start
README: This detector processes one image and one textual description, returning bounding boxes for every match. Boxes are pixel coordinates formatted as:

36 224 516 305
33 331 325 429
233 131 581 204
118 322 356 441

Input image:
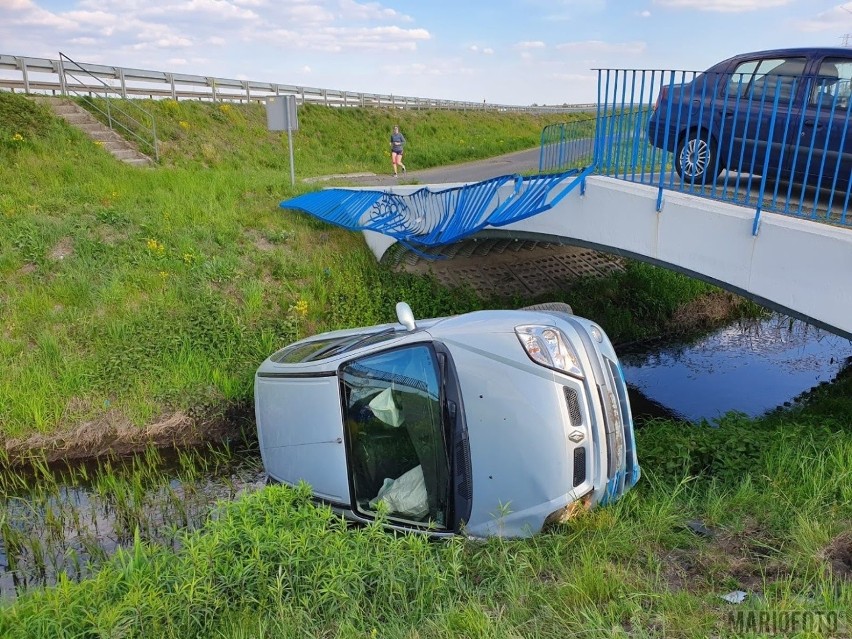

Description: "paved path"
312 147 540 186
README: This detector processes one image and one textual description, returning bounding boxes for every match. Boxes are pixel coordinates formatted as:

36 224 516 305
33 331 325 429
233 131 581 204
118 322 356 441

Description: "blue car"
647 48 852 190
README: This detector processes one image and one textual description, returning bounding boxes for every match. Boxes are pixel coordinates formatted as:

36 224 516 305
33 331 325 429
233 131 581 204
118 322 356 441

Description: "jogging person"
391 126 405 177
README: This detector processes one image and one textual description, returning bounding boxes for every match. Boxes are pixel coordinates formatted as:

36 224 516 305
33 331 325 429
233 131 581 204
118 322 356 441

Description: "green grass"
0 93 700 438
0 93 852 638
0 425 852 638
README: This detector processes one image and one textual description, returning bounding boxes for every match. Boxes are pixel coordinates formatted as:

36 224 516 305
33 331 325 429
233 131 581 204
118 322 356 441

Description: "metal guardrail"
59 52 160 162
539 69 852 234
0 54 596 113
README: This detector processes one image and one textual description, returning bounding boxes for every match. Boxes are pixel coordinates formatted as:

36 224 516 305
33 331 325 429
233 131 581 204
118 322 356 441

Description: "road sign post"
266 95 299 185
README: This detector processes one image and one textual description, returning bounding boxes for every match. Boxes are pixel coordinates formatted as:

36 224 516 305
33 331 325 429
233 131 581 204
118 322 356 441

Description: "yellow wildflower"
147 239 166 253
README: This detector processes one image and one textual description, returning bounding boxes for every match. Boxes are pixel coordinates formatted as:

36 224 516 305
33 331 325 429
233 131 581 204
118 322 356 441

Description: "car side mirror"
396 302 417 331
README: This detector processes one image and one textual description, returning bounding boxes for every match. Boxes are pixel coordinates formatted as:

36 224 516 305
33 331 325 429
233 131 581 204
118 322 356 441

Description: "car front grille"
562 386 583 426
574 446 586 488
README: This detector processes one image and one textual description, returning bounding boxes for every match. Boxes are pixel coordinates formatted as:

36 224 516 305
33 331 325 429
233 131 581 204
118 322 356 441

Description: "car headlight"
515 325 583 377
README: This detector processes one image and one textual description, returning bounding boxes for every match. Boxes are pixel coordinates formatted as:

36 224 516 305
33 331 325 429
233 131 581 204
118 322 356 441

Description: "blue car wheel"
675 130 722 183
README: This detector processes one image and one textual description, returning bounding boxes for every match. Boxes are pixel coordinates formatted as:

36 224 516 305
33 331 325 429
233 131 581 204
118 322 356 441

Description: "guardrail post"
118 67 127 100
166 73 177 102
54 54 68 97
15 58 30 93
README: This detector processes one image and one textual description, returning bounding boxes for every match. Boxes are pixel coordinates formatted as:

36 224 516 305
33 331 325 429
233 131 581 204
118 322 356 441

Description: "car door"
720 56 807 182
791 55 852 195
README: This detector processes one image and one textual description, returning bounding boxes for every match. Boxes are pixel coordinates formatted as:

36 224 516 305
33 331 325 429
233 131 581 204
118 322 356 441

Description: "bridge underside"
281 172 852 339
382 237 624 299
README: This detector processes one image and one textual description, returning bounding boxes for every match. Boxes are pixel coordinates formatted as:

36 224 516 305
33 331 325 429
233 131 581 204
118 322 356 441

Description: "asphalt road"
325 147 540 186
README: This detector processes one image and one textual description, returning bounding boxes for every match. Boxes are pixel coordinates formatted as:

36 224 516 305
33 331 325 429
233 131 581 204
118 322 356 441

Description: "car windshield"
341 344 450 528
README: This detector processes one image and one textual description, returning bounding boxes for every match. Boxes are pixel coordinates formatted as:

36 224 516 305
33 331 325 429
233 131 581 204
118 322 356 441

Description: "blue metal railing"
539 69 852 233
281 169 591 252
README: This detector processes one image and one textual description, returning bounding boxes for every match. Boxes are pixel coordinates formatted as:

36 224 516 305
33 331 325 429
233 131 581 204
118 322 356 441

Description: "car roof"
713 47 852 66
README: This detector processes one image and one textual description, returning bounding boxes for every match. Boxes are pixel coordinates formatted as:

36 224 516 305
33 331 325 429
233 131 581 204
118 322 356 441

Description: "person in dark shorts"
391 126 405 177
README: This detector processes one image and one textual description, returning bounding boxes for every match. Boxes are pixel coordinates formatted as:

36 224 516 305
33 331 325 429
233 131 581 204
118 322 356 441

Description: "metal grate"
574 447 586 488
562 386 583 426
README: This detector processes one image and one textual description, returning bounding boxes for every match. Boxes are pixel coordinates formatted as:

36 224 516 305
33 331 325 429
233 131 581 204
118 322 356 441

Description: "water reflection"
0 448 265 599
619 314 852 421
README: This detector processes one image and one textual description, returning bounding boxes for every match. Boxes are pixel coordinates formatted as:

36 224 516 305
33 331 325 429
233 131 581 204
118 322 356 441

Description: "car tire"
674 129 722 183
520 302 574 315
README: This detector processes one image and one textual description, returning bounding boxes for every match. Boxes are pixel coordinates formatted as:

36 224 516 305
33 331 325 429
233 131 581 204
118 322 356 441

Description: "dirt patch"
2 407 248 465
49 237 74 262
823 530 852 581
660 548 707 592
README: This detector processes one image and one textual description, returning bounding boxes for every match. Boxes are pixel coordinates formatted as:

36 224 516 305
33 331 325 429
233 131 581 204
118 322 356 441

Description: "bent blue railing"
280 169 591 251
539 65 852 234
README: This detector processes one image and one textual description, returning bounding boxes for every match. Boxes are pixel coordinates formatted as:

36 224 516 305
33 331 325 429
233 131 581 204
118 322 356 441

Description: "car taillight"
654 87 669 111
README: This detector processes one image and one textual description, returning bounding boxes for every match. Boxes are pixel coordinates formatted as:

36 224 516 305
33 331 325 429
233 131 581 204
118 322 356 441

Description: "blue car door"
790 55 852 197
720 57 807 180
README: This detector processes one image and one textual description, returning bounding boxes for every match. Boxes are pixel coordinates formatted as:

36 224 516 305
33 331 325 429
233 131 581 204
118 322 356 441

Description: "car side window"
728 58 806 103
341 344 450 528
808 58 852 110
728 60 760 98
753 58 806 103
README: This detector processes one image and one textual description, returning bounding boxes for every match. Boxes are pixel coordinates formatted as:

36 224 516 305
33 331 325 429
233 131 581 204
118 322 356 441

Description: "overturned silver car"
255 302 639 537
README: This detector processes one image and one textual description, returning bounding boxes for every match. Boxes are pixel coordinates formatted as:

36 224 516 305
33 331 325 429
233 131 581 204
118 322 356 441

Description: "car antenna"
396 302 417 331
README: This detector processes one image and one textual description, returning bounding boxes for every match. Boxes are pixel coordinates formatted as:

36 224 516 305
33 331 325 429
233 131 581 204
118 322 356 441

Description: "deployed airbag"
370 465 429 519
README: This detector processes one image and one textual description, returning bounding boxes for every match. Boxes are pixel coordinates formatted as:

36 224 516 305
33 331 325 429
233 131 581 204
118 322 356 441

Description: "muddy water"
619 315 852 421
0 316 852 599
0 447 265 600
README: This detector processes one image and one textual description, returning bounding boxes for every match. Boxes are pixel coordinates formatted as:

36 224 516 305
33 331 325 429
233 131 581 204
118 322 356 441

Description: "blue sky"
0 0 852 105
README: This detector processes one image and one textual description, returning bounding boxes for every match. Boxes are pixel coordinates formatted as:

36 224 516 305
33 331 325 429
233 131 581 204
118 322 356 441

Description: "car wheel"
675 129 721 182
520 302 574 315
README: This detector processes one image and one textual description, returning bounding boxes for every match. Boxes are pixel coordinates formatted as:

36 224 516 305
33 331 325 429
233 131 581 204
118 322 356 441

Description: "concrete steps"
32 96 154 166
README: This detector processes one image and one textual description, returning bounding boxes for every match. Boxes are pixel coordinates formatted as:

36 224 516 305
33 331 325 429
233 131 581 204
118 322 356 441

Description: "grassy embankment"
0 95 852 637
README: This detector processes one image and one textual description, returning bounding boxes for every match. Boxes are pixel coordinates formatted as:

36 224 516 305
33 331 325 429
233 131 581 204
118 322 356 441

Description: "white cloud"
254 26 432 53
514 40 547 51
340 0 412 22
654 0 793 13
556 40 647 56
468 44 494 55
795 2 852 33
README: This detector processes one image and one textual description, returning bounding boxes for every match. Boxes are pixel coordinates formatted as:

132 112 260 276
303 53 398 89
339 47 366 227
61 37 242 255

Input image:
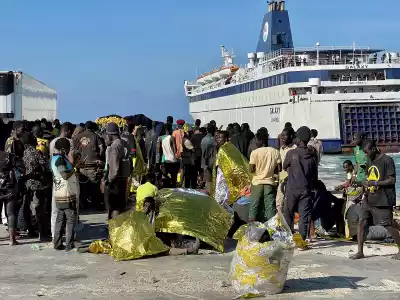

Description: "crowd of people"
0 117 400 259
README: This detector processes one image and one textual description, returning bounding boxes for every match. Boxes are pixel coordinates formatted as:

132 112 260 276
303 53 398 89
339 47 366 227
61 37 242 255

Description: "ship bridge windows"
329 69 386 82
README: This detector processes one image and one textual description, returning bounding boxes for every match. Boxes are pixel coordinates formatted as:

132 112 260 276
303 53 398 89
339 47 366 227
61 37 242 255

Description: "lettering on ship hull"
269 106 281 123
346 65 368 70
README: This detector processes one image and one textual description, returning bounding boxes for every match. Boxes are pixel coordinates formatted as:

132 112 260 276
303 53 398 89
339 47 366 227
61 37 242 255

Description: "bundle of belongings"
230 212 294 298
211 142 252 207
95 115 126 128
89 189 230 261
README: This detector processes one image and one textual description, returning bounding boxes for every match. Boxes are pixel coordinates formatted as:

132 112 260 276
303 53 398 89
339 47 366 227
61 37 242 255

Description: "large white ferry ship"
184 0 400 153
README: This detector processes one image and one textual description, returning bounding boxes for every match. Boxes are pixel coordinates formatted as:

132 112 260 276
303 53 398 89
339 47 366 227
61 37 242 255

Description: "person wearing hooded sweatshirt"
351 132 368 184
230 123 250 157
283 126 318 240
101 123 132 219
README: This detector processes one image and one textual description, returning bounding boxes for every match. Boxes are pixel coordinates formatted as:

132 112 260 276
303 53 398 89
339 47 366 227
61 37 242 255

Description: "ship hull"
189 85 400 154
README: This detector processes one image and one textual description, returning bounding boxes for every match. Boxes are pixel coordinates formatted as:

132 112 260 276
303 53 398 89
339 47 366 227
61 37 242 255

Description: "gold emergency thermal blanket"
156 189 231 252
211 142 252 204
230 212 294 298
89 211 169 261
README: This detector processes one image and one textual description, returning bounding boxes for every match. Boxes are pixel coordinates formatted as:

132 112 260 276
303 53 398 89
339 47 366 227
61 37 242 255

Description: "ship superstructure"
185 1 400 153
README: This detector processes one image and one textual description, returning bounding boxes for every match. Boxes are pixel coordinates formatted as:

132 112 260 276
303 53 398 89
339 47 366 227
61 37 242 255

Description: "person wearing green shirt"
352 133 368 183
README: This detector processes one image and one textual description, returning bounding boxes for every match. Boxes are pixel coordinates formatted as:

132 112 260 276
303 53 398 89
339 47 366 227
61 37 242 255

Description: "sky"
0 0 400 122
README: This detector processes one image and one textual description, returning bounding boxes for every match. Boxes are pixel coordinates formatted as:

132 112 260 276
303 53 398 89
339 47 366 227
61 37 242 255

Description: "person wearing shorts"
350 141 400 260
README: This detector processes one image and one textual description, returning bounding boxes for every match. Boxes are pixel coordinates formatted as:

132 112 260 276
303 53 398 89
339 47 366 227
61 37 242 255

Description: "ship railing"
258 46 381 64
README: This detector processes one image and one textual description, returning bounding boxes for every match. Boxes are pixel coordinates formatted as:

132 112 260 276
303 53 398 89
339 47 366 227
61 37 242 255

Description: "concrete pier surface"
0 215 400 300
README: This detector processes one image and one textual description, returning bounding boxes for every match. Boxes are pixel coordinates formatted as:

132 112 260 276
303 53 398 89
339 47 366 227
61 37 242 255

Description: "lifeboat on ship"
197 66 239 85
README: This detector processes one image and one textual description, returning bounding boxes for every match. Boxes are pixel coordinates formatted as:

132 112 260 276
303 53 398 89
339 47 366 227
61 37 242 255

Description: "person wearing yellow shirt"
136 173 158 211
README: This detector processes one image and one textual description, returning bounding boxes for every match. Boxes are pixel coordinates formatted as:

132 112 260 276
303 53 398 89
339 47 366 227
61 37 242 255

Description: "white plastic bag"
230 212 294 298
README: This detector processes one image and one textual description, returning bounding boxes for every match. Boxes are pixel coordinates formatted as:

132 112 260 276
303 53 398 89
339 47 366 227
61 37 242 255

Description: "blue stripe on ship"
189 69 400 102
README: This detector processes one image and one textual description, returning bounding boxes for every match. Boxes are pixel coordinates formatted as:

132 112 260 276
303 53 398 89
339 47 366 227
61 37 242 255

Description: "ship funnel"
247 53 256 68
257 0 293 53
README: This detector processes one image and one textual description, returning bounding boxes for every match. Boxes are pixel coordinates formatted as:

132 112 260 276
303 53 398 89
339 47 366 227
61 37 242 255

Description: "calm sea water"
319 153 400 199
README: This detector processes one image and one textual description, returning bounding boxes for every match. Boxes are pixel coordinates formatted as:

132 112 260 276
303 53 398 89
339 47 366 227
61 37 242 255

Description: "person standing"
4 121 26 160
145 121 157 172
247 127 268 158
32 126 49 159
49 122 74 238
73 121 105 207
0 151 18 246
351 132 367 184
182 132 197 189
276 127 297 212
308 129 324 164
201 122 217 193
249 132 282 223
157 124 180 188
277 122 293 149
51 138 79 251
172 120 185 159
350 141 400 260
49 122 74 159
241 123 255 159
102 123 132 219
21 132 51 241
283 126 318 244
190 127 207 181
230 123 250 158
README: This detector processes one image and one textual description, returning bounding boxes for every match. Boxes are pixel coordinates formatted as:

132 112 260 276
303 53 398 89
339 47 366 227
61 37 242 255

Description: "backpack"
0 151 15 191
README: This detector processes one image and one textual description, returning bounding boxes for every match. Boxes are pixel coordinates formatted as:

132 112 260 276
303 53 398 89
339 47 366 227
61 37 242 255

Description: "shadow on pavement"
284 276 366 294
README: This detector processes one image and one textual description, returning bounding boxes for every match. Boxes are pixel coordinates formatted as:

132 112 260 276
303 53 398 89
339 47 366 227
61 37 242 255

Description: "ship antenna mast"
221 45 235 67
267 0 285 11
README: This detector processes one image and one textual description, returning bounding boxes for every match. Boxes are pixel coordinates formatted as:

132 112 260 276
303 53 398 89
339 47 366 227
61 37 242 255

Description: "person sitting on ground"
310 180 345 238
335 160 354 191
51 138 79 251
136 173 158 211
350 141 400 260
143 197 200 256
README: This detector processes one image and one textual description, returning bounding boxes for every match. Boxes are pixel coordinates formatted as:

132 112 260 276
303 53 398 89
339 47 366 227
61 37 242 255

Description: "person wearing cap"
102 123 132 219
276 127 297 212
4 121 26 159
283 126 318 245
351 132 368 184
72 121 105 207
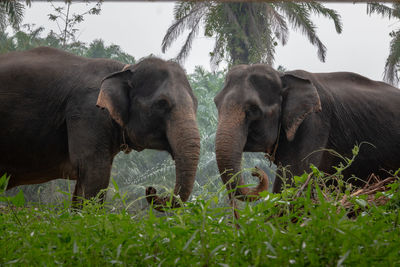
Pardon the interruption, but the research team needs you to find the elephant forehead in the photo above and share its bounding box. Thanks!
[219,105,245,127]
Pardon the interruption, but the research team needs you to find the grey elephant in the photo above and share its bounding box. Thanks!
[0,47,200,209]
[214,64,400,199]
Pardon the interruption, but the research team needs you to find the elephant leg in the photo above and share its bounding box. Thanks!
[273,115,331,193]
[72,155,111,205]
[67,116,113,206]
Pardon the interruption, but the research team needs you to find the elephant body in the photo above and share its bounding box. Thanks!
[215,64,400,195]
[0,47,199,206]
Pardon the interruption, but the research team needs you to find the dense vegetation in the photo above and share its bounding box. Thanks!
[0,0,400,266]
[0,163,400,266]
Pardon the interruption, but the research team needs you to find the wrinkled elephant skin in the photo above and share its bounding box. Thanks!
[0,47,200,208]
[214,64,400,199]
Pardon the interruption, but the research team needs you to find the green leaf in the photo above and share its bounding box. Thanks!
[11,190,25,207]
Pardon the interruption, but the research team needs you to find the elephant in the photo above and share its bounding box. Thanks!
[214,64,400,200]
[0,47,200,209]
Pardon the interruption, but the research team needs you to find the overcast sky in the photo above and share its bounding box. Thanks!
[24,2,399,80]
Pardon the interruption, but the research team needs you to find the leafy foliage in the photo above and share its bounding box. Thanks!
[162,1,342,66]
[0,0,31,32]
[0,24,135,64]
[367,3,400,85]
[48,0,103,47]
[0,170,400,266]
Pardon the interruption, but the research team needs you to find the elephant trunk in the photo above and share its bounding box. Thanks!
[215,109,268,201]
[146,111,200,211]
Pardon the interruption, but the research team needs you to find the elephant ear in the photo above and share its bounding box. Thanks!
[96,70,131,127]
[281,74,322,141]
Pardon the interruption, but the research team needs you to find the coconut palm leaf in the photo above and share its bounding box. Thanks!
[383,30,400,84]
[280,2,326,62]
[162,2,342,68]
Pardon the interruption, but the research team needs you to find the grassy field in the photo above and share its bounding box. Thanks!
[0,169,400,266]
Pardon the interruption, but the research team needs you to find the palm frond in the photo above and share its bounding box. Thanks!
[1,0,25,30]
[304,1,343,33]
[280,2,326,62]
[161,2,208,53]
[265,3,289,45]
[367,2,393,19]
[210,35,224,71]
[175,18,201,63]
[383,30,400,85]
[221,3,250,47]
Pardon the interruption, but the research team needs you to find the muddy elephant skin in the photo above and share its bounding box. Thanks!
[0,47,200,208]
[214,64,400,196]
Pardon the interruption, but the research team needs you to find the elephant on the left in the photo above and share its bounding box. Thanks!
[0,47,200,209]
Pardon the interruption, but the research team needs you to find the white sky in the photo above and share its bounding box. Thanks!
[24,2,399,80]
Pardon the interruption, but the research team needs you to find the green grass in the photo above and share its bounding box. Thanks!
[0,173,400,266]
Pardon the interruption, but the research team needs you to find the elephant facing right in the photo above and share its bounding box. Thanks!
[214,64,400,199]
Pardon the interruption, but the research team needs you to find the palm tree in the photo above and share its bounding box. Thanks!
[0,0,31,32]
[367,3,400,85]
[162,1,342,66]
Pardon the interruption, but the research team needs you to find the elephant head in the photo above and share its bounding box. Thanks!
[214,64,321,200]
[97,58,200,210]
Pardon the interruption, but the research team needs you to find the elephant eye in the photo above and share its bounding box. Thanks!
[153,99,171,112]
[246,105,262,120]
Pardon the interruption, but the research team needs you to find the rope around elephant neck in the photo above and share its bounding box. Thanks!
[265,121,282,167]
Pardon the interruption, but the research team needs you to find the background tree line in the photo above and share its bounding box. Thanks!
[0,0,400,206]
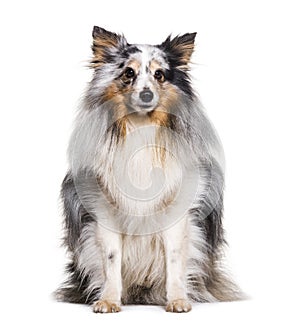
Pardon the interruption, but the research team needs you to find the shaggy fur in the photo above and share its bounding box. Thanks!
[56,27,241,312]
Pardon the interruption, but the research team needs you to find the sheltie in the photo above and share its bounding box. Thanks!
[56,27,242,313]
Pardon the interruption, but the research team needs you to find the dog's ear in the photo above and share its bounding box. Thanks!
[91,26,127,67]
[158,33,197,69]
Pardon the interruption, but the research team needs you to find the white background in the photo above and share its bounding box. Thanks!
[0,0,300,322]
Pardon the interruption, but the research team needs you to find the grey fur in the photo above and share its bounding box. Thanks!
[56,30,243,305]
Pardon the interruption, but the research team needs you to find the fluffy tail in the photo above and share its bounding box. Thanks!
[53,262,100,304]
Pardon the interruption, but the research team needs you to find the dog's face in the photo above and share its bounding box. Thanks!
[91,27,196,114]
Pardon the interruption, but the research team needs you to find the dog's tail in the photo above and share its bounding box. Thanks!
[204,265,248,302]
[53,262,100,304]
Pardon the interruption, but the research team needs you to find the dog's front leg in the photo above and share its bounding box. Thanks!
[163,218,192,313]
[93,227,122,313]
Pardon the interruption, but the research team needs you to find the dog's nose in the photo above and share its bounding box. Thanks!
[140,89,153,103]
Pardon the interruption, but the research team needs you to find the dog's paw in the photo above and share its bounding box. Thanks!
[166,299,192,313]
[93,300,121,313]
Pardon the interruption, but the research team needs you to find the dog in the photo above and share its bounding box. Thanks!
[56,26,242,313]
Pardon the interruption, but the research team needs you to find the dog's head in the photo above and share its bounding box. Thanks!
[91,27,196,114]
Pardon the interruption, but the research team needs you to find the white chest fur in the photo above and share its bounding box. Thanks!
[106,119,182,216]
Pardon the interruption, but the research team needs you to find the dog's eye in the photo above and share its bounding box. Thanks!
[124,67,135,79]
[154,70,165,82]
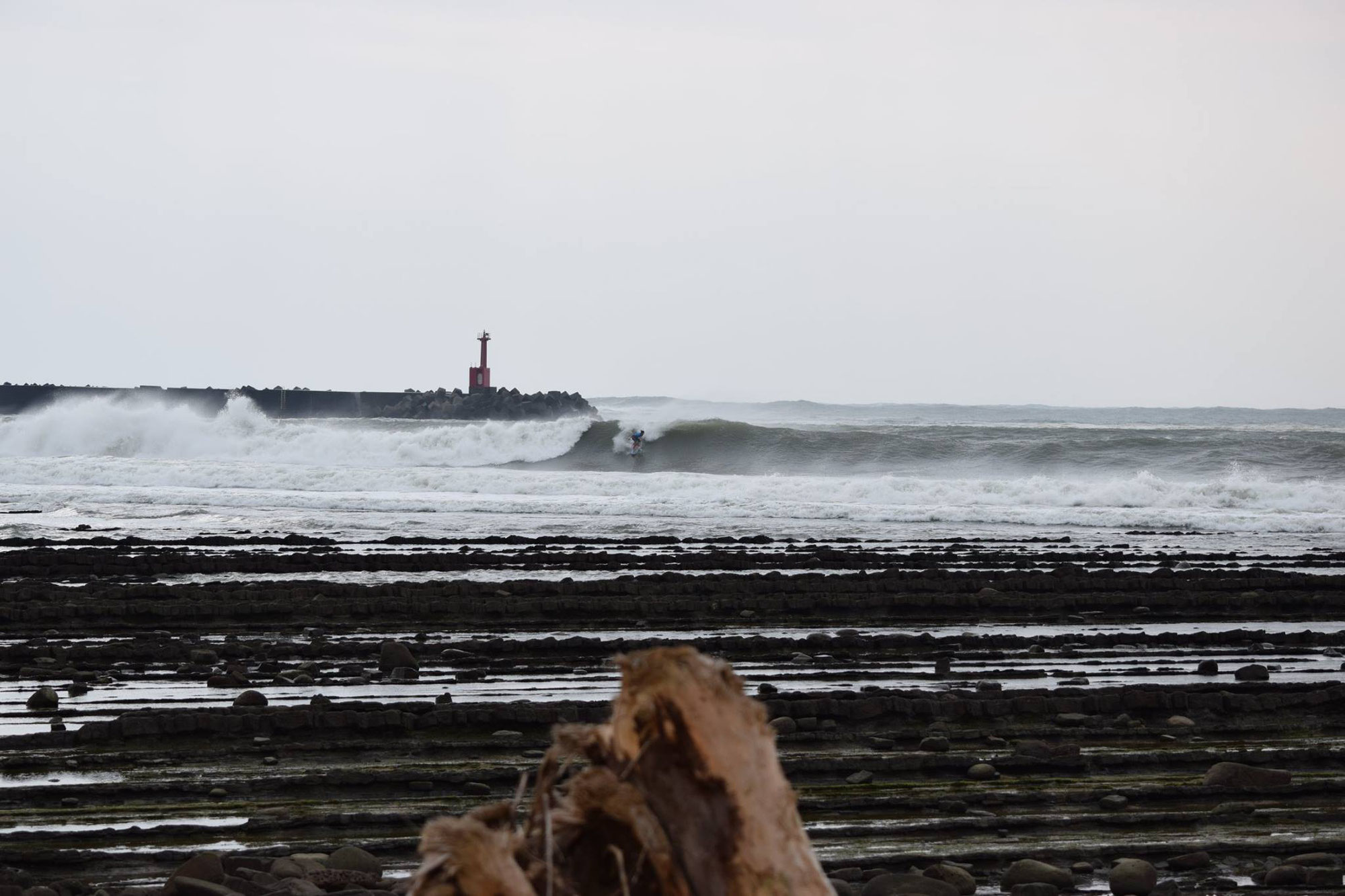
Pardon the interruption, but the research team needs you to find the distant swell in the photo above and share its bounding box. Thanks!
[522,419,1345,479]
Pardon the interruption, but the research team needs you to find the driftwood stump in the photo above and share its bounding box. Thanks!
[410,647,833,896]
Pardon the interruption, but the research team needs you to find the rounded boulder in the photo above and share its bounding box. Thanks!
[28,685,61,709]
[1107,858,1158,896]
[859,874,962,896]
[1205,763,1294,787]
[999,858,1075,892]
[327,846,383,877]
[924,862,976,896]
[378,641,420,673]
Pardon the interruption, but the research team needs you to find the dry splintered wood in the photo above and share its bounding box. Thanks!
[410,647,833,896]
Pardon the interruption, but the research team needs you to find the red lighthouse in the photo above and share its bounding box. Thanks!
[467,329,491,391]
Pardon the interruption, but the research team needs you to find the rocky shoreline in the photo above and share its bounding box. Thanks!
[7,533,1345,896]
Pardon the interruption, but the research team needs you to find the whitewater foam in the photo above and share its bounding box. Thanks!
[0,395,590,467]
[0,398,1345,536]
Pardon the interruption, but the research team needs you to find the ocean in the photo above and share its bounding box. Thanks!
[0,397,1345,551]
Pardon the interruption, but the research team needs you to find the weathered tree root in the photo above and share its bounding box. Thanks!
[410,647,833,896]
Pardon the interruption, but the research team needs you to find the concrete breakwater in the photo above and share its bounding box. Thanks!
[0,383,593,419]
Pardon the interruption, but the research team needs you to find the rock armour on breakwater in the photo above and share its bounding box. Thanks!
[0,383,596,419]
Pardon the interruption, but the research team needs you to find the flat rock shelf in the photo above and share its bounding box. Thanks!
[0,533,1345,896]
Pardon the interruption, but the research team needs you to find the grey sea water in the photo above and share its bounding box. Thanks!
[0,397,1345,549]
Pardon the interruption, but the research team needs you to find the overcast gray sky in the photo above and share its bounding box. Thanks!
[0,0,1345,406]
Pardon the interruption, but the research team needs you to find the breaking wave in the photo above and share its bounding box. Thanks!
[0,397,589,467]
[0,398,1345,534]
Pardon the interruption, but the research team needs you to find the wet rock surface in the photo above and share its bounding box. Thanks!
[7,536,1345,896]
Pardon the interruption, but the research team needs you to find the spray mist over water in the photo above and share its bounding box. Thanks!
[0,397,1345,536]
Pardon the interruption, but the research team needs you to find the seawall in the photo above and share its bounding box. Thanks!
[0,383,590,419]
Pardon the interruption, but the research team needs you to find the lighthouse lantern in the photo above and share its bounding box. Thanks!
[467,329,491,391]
end
Write out again every row from the one containing "the dog's nose" down to the one containing "[154,70,165,82]", replacing "research team" with "lab staff" and leaving everything else unchanged.

» **Solution below**:
Pardon the interruption, but the lab staff needs you to find the dog's nose in the photo above and share its bounding box. Thanks!
[140,89,153,103]
Pardon the interruption, but the lab staff needs you to find the dog's paw in the photo above and share its bounding box. Thanks!
[166,299,192,313]
[93,300,121,313]
Pardon the interruption, but the lab staff needs you to find the dog in the photo above and share its bounding box. Thanks!
[56,26,242,313]
Pardon the interruption, but the lab staff needs you to find the dog's head in the photo above and share its bounding box. Thanks!
[91,27,196,114]
Pardon the interruption, but the lab staff needs you to find the white chest fur in the photo above and share its bounding box. Thanks!
[106,119,182,216]
Pardon the interruption, but the lab staff needs you to find the dog's eye in the photo above and share its bounding box. Thanks!
[124,67,135,79]
[154,70,165,82]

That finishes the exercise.